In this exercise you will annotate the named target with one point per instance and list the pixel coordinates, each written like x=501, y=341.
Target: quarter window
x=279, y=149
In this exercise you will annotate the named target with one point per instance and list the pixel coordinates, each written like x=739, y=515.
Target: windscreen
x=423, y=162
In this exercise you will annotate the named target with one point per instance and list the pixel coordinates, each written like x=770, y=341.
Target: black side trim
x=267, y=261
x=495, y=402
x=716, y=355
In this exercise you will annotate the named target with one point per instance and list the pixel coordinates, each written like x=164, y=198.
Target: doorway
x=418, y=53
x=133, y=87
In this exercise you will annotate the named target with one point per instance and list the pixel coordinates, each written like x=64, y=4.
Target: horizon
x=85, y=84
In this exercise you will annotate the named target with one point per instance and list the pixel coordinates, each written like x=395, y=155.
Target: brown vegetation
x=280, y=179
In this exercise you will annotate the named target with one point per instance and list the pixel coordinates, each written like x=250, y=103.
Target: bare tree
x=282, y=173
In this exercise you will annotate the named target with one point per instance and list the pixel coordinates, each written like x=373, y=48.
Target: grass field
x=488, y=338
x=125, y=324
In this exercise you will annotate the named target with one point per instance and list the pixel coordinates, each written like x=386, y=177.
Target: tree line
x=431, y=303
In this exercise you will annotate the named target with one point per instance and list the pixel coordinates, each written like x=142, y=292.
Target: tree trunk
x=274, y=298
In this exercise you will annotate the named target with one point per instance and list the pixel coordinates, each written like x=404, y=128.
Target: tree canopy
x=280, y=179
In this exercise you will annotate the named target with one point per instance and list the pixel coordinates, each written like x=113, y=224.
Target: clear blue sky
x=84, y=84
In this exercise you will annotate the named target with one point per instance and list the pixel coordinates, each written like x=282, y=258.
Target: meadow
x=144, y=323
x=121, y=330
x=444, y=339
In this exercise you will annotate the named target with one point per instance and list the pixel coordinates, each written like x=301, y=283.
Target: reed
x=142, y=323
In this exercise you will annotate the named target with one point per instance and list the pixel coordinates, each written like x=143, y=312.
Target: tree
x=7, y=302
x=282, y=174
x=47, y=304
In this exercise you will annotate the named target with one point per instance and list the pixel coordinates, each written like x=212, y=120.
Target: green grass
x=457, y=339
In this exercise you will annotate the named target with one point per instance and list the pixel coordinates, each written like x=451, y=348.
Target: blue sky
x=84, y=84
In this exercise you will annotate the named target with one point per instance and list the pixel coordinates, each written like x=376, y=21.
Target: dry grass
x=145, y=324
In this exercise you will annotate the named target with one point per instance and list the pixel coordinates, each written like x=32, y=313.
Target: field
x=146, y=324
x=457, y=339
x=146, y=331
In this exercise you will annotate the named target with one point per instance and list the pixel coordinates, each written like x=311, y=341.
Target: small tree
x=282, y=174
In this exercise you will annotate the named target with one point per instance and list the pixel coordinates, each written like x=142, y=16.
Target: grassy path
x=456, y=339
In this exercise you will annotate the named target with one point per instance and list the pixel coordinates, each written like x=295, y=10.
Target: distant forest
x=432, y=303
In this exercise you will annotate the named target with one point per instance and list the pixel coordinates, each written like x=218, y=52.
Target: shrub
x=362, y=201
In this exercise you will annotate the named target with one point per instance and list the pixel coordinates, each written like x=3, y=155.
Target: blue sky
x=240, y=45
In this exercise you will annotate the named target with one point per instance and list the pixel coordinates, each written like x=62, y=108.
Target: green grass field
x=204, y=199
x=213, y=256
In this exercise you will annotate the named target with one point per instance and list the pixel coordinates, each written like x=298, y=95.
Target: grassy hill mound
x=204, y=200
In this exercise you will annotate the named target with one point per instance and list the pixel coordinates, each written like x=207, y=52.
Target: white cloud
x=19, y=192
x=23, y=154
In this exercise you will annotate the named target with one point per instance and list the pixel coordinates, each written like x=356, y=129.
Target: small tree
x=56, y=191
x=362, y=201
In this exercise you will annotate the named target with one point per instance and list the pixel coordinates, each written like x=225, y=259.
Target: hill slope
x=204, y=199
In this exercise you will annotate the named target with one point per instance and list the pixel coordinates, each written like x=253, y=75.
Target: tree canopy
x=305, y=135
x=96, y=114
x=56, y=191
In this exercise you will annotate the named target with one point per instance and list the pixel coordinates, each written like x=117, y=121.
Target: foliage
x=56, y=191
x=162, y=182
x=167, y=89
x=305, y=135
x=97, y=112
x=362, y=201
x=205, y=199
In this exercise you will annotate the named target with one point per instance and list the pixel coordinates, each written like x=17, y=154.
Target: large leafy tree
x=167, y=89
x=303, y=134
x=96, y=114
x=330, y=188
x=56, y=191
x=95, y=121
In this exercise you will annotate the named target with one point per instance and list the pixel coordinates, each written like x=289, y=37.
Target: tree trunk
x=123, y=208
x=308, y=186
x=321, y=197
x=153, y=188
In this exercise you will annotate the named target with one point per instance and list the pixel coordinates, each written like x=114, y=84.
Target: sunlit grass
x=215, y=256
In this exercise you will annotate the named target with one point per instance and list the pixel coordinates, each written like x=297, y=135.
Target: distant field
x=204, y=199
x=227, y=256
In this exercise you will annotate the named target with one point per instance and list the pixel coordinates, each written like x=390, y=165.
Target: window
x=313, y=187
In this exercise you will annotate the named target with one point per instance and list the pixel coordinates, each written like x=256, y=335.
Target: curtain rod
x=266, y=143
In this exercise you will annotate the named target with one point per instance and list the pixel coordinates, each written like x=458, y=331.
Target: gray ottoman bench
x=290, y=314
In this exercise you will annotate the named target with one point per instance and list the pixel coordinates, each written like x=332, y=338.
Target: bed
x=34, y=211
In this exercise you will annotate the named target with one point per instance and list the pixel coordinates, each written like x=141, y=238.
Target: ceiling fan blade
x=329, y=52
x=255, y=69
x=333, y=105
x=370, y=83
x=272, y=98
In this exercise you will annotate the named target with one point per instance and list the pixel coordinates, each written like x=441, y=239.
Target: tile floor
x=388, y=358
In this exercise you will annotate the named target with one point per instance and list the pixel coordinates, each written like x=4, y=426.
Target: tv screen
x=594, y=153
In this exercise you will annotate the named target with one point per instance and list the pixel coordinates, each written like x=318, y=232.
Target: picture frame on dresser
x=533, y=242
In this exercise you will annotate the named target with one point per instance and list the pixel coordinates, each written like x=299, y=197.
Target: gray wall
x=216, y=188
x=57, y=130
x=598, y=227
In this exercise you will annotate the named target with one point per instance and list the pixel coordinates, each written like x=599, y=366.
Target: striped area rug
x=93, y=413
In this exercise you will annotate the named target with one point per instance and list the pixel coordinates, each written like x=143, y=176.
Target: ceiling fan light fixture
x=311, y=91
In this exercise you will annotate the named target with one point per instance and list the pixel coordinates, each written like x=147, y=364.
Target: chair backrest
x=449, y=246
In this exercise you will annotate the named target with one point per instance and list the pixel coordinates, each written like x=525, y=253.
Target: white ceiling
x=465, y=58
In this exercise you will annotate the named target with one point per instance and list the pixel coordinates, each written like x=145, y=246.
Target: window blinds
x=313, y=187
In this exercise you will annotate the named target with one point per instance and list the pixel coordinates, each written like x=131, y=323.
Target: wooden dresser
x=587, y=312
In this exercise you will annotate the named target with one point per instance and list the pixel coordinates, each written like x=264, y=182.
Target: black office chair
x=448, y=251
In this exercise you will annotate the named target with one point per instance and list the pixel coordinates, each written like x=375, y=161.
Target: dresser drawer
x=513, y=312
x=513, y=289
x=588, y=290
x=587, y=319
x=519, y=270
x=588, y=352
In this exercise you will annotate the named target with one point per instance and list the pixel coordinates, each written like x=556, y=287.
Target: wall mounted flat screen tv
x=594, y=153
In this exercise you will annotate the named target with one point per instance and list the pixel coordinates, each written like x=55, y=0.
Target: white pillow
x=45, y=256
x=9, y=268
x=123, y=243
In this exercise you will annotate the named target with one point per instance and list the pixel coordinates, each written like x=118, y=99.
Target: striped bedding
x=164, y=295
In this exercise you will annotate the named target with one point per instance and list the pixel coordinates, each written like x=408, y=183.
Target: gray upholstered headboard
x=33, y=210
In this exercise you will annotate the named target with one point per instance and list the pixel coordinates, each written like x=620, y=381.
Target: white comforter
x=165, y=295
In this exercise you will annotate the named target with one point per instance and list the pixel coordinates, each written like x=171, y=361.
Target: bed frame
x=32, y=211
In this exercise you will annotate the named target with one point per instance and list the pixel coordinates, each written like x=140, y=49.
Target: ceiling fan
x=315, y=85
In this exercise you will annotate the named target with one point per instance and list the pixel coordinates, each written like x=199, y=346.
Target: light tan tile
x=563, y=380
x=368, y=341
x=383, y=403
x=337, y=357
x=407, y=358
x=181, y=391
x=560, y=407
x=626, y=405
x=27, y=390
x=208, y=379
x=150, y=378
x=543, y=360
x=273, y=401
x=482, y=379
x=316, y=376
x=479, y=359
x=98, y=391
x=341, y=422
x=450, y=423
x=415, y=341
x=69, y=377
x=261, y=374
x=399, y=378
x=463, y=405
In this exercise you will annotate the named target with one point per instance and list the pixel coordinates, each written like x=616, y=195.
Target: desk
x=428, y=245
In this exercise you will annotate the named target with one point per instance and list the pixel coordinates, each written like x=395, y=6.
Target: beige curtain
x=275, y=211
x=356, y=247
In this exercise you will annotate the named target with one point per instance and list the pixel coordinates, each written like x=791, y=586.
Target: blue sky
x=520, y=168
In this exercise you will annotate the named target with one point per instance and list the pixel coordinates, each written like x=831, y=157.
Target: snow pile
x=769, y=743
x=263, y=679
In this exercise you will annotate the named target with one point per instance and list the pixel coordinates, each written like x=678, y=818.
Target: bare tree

----

■ WORK REQUEST
Write out an exact transcription of the line with "Target: bed frame" and of each line after it; stop at the end of the records.

■ ANSWER BOX
Target: bed frame
x=32, y=211
In this exercise you will annotate the named target with one point per instance and list the pixel coordinates, each written like x=140, y=49.
Target: ceiling fan
x=315, y=85
In this exercise you will annotate the named target with one point per instance and list the pixel coordinates, each written like x=199, y=346.
Target: light tan tile
x=563, y=380
x=368, y=341
x=383, y=403
x=337, y=357
x=407, y=358
x=181, y=391
x=560, y=407
x=626, y=405
x=27, y=390
x=208, y=379
x=150, y=378
x=543, y=360
x=273, y=401
x=482, y=379
x=316, y=376
x=479, y=359
x=98, y=391
x=341, y=422
x=450, y=423
x=415, y=341
x=69, y=377
x=261, y=374
x=399, y=378
x=463, y=405
In this exercise you will annotate the named target with one point per instance and list the pixel coordinates, each written like x=616, y=195.
Target: desk
x=428, y=245
In this exercise you will annotate the named target with one point per instance and list the pixel coordinates, each written like x=395, y=6.
Target: beige curtain
x=275, y=211
x=356, y=247
In this exercise you will annotate the named target with one point per instance and list the pixel coordinates, each written like x=791, y=586.
Target: blue sky
x=520, y=168
In this exercise you will annotate the named target with one point per instance and list the pixel coordinates, each written like x=831, y=157.
Target: snow pile
x=769, y=743
x=263, y=679
In this exercise you will annotate the named target with one point per instance and list the pixel coordinates, each written like x=678, y=818.
Target: bare tree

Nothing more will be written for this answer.